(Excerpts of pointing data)
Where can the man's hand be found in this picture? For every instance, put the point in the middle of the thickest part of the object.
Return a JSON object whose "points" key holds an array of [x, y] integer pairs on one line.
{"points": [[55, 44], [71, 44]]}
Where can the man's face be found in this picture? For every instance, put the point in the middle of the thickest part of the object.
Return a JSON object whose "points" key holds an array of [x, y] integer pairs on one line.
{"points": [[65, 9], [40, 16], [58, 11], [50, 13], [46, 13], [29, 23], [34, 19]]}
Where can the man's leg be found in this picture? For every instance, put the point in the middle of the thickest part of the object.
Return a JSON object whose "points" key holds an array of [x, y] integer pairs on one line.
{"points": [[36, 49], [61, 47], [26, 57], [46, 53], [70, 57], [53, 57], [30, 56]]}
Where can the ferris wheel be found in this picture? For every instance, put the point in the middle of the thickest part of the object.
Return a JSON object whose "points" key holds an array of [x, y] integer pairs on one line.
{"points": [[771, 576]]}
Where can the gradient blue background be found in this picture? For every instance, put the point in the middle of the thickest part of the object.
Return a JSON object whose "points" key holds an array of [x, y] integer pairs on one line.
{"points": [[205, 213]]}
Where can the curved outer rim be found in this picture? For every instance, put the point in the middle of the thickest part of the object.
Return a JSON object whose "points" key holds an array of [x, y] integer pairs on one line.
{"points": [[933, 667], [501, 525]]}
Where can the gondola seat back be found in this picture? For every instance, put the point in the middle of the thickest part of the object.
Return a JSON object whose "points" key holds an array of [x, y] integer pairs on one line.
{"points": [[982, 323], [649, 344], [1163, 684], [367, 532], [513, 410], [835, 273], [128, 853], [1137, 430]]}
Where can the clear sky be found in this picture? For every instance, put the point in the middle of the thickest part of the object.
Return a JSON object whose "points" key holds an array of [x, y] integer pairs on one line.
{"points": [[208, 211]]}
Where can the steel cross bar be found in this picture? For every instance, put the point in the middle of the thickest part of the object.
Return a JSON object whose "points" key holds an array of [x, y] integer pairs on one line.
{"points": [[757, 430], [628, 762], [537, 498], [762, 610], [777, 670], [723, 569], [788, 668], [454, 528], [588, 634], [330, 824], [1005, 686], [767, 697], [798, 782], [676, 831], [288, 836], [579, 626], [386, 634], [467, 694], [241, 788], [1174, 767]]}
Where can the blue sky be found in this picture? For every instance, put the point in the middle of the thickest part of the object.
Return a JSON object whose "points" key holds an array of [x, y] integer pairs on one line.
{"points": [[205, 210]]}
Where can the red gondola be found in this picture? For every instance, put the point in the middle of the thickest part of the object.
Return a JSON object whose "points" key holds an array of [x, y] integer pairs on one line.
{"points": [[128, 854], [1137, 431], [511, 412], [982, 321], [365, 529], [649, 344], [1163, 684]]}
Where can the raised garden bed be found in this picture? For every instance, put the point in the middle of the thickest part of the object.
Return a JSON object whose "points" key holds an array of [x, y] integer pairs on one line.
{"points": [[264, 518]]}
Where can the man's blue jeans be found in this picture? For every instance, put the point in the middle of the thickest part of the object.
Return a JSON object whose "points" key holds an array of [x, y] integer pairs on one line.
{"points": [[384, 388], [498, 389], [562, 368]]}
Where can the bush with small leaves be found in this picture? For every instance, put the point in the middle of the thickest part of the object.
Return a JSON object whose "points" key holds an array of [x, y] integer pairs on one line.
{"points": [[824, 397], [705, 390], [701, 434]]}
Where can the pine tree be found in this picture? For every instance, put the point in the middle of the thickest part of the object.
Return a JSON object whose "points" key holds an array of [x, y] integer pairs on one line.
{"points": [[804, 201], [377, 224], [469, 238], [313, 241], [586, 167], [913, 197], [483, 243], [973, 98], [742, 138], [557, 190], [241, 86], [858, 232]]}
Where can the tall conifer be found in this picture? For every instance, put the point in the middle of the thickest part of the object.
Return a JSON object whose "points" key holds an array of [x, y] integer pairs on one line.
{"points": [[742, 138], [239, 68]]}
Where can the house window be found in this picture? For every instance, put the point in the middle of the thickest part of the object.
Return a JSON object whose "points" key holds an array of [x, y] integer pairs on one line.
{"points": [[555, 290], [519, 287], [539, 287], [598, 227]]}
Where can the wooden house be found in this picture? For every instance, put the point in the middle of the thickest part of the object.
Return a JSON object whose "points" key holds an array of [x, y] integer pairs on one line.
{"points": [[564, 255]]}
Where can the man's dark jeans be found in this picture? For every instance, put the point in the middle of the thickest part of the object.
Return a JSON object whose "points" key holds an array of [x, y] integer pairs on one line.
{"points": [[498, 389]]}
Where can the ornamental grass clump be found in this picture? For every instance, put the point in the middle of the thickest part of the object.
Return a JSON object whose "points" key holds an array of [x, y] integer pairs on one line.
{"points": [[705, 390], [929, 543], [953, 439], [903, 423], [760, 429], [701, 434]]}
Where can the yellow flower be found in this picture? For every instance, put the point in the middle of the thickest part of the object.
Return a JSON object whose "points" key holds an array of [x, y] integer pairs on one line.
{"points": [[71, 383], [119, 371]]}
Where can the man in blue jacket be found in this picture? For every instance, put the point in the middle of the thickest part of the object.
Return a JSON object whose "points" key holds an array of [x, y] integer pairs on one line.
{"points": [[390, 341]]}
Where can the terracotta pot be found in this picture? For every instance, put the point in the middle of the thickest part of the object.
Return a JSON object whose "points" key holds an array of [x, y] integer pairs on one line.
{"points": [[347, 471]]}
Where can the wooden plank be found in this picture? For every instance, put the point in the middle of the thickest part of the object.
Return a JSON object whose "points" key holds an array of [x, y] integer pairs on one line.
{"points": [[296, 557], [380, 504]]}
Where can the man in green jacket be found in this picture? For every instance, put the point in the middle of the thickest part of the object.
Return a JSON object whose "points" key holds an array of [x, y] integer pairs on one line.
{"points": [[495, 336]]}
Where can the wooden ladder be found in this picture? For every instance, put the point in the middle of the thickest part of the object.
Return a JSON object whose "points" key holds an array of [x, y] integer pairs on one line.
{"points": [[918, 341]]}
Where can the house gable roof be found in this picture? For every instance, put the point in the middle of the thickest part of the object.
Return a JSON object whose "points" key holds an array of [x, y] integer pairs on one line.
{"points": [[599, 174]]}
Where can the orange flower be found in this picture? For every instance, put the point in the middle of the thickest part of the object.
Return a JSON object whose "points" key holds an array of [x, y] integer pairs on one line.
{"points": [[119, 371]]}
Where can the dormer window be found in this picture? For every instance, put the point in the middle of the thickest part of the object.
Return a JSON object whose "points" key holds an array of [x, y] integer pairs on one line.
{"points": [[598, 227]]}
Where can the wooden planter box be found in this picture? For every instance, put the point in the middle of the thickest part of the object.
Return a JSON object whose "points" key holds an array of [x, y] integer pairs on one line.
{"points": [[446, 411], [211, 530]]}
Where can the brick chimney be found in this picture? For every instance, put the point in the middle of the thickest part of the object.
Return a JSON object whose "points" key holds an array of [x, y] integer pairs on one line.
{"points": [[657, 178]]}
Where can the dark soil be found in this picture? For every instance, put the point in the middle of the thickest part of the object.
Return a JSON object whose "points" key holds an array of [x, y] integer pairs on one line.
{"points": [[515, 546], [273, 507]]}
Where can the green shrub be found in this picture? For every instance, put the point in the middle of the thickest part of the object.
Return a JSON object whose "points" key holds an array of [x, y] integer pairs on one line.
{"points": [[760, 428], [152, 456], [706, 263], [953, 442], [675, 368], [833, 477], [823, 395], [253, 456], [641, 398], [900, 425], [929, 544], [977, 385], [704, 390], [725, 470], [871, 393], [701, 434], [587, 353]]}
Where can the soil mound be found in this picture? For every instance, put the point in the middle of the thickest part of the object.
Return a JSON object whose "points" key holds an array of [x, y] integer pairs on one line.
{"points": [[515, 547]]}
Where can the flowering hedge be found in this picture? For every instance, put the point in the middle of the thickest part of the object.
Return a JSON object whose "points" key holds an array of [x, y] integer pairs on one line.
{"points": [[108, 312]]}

Problem statement: Using the records above, please retype only the run of lines from the line holding "Where can the wooden planter" through the last line, both ends included.

Response to the task:
Where can the wooden planter box be found in this picture? For every instance, put the point in the middle of the thickest part of the object.
Return a JSON object whose "points" key holds an array of [x, y] integer pairs on one line.
{"points": [[446, 411], [211, 530]]}
Where can the brick chimney be found in this picture? For every instance, put the point in the middle of the thickest part of the object.
Return a JSON object whose "points" key holds an array of [x, y] integer pairs on one line.
{"points": [[657, 178]]}
Where can the dark soil be found in this picture? For every instance, put the point in the middle of the thickest part of the object.
Return a JSON object whose "points" key holds an array of [x, y] integer pairs on one line.
{"points": [[515, 546], [273, 507]]}
Where can the green shrub be found in this picture? For every instance, put the point in the middle of the thickest part of the object.
Return a JSON object whose "points" key holds an array of [x, y] integer pairs on one line.
{"points": [[760, 428], [152, 456], [706, 263], [953, 442], [675, 368], [833, 477], [823, 395], [253, 456], [641, 398], [900, 425], [929, 544], [977, 385], [704, 390], [725, 470], [871, 393], [701, 434], [587, 353]]}
Where can the soil mound be found in this picture? For every instance, put the point in the middle of the thickest part of the object.
Return a JSON object whose "points" key holds an array of [x, y] integer pairs on one line.
{"points": [[515, 547]]}
Where can the flowering hedge be found in this picture? For every instance, put the point in the middle of the thickest part of the object.
Return a JSON object whose "points" key holds an array of [x, y] integer pairs on one line.
{"points": [[108, 312]]}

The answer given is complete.